- [Trecho para ler]

17:18 pm. Lago. Pôr do sol. Fim de tarde. Eu estou tão bem, mas de repente senti um vazio  e não é por causa de alguém. Foi um estopim. Um aconteceu. Um agora.

O ser humano é um animal vazio e atormentado por excelência, beiramos ao desprezível. Tentamos preencher nossos vazios, com sexo, amigos, conhaque, cheques pré-datados em lojas de shopping, uma viagem, algum livro, um trabalho, uma faculdade, uma conversa qualquer, um momento com a família, entre outros costumes.


Não, não era um vazio assim, imediato, que você preenche com coisas. Isso eu sentia, disso eu sabia. Sabia porque sinto muitas coisas durante um dia, alegria, raiva, tristeza, deboche, tédio dependendo da situação, mal humor só de olhar pra cara de alguém que não gostaria, tesão dependendo com quem estou ou do que estou fazendo, e não era igual.

Quem não se permite sentir não se perde, tampouco se encontra no caminho.  É um negócio parado, feito este lago borocochó e bonito que agora vejo. A única vez que  esse sentimento aconteceu foi quando minha avó materna faleceu. Por isso achei estranho...




Eu era criança, tinha uns cinco aninhos. Foi no meio  de uma tarde, mas tive medo de escuro, forte, coisa de criança. Quando fecharam o caixão ... , ..., ... eu não consegui olhar as memórias de uma  breve infância indo pra baixo de uma cova. “Então é assim que acontece com todo mundo? Uma hora a gente fala muito e depois resolve ficar quieto numa caixa de madeira pra sempre? E as pessoas ficam olhando ... porquê?”. Eu em minha inocência, tentando entender o que era um velório, perguntei a um parente qualquer. 

Pode ser preconceito, mas boa parte dos parentes nunca tem uma resposta convincente para os assuntos que locomovem o cotidiano. E você faz aquele sorriso amarelo e social pra disfarçar as piores idiotices que eles dizem, tipo a última moda do cabelo espichado de um certo jogador, o que ele fez, o que deixou de fazer, o último jogo, o que ele disse, super incrível...





O certo parente olhou pra minha cara com dó e não sabia o que me dizer.  Sumi do lado de todos. Eu corri e corri muito dentro do cemitério, desesperada. Fiquei dando voltas, assustada, até encontrar o estacionamento. Achava que aquele escuro iria me pegar e ninguém ia me proteger ali, nem meus pais, nem irmãos, eu ia ter que me defender sozinha, quando este chegasse. Óbvio que depois minha família , já abalada, ficou louca comigo.

- [Exercícios para fazer]
• 1. Responda sobre o texto do vazio no lago:
(a) Segundo o texto, em que ocasião esse sentimento tinha acontecido antes?
(b) Que idade a pessoa tinha nessa época?
(c) Até onde ela correu dentro do cemitério?
• 2. Repita o trecho do texto do vazio no lago que vai de "O certo parente" até "ficou louca comigo.", incluindo essas duas partes.

Itens de uma fonte de dados:

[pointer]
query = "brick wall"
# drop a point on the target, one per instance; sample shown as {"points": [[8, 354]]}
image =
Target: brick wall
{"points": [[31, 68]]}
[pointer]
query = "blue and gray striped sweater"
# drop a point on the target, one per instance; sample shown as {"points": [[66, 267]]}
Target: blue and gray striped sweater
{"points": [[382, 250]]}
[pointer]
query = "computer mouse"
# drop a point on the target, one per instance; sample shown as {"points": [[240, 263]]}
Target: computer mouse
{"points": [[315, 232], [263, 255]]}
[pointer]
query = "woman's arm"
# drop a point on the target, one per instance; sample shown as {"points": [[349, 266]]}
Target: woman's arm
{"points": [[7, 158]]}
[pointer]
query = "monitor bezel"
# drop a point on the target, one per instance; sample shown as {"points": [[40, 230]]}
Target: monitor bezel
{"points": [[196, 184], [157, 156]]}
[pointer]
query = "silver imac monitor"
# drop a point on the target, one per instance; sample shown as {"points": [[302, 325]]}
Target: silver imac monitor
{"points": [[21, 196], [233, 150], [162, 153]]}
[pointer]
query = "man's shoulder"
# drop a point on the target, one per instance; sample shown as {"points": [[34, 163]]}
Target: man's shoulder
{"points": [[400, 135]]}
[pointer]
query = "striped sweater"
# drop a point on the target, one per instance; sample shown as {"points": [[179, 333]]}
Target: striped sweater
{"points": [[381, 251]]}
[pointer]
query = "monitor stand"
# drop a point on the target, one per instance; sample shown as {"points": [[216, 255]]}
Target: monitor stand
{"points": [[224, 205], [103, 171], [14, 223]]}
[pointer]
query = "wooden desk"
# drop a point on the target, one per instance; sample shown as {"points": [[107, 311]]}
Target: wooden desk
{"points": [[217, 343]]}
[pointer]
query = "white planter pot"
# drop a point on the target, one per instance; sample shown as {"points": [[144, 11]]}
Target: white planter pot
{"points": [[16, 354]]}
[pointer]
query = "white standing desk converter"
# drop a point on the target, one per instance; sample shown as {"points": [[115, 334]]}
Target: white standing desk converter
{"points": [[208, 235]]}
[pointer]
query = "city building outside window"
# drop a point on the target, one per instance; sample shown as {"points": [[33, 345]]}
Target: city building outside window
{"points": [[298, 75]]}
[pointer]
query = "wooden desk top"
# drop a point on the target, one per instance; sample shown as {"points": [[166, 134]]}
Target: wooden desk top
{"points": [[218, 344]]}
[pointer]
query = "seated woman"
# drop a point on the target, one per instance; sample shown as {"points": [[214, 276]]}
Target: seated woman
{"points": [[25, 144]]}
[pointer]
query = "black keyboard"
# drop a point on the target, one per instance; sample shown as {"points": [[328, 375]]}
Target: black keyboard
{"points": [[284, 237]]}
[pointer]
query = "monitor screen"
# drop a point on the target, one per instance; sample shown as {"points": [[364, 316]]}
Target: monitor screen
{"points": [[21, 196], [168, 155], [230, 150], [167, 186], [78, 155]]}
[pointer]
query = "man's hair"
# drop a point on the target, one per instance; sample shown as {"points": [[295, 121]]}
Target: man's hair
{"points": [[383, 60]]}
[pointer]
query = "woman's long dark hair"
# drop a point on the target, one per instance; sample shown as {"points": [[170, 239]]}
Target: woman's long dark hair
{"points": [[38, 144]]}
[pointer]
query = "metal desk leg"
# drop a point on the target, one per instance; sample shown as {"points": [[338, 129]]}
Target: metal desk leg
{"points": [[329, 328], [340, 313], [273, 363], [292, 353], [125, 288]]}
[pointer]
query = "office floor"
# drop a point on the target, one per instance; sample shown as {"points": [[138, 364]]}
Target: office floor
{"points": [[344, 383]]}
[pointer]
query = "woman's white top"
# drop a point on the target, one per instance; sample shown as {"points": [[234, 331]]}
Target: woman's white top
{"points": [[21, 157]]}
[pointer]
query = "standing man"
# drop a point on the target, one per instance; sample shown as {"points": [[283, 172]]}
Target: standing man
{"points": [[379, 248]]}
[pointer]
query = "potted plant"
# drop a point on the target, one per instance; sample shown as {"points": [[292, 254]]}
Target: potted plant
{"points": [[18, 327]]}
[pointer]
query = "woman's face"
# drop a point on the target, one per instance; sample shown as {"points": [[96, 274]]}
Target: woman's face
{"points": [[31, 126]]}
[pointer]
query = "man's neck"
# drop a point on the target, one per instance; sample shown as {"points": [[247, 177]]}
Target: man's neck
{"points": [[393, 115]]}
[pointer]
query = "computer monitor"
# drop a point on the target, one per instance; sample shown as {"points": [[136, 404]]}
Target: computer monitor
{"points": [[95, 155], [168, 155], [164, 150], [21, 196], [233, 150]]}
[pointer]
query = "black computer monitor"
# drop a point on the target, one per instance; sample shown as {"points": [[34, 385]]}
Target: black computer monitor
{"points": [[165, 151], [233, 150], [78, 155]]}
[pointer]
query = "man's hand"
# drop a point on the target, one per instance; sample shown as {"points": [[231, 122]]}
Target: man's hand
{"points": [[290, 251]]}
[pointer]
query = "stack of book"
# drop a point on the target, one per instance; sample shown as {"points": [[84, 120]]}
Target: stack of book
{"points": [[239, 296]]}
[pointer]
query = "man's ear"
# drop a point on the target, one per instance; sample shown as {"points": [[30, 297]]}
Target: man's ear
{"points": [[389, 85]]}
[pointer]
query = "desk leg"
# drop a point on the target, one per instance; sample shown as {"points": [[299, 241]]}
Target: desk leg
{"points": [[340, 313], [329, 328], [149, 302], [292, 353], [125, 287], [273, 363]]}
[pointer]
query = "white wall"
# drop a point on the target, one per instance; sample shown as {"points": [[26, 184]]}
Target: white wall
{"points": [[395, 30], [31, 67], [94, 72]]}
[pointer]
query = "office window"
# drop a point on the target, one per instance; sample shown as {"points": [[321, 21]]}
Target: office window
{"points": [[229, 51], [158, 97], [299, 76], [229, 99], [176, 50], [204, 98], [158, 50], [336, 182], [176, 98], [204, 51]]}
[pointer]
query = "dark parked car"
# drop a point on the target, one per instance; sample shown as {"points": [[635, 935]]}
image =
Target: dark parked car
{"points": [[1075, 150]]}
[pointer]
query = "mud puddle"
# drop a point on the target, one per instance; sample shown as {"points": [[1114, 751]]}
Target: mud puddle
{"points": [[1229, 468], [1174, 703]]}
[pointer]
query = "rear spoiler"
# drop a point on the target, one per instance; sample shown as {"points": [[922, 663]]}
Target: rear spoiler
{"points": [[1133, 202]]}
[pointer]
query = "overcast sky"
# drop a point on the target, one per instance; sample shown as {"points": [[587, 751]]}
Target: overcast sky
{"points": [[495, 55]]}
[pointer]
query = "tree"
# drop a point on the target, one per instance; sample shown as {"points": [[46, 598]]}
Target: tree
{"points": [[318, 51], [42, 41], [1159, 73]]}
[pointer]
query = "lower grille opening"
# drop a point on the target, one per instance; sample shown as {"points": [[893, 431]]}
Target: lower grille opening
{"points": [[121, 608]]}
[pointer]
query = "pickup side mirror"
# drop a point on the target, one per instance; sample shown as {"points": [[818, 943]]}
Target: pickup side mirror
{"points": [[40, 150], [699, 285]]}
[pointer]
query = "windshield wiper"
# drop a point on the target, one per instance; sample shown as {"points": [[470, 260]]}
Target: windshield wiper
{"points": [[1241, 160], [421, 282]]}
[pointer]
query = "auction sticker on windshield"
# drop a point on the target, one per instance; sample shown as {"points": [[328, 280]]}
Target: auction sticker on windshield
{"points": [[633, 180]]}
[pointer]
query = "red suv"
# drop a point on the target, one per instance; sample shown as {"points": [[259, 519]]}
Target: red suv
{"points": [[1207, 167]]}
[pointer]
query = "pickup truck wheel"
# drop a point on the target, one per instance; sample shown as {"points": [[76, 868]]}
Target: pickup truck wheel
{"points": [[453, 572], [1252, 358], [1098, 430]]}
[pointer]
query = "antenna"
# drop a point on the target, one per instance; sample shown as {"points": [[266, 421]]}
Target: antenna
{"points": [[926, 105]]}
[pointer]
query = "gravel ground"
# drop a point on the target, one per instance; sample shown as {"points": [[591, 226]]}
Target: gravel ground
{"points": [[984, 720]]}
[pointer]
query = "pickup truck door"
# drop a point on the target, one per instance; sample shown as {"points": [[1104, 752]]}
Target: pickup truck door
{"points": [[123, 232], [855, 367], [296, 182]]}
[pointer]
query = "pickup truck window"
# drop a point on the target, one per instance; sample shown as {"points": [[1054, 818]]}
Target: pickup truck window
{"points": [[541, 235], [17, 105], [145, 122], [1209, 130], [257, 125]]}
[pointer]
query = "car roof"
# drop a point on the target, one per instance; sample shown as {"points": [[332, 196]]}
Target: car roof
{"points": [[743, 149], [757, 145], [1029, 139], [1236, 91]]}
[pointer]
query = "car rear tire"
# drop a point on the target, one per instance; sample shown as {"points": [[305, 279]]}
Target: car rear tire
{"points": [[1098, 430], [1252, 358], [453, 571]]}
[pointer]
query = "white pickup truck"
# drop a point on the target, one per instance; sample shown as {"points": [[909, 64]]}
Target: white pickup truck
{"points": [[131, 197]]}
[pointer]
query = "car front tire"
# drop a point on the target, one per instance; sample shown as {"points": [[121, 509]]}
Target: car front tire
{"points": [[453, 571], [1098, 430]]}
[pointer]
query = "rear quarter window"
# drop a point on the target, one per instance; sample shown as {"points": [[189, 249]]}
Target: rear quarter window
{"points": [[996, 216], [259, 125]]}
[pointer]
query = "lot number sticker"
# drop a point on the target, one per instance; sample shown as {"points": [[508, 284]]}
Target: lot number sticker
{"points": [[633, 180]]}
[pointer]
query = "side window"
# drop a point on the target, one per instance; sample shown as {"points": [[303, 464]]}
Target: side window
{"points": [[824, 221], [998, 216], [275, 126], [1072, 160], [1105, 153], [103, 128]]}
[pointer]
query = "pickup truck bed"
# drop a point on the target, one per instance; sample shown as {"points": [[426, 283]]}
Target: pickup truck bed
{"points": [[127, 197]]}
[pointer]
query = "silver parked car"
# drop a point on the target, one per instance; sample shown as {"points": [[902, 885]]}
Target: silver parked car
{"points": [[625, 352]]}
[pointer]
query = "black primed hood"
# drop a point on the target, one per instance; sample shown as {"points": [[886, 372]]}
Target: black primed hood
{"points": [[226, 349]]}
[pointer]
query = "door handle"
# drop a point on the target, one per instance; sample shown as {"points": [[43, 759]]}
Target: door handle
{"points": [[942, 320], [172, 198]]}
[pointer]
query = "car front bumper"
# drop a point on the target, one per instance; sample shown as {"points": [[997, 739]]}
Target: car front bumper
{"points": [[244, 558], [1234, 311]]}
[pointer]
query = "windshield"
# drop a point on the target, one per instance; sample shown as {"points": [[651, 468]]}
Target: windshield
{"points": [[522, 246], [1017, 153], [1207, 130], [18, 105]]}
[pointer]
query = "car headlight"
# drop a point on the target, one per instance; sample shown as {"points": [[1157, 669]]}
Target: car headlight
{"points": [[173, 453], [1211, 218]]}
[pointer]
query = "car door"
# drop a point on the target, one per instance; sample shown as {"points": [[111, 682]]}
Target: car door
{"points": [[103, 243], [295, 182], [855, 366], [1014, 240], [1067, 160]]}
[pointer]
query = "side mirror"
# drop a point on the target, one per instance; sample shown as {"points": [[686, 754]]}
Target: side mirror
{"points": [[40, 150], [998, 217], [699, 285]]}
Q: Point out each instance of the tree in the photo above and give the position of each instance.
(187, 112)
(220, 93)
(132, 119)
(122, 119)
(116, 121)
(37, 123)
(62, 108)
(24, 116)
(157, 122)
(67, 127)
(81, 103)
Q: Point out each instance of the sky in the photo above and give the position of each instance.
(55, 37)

- [Respostas]
• 1.
(a) Quando a avó materna faleceu.
(b) Uns cinco anos.
(c) Até encontrar o estacionamento.

• 2.
O certo parente olhou pra minha cara com dó e não sabia o que me dizer.  Sumi do lado de todos. Eu corri e corri muito dentro do cemitério, desesperada. Fiquei dando voltas, assustada, até encontrar o estacionamento. Achava que aquele escuro iria me pegar e ninguém ia me proteger ali, nem meus pais, nem irmãos, eu ia ter que me defender sozinha, quando este chegasse. Óbvio que depois minha família , já abalada, ficou louca comigo.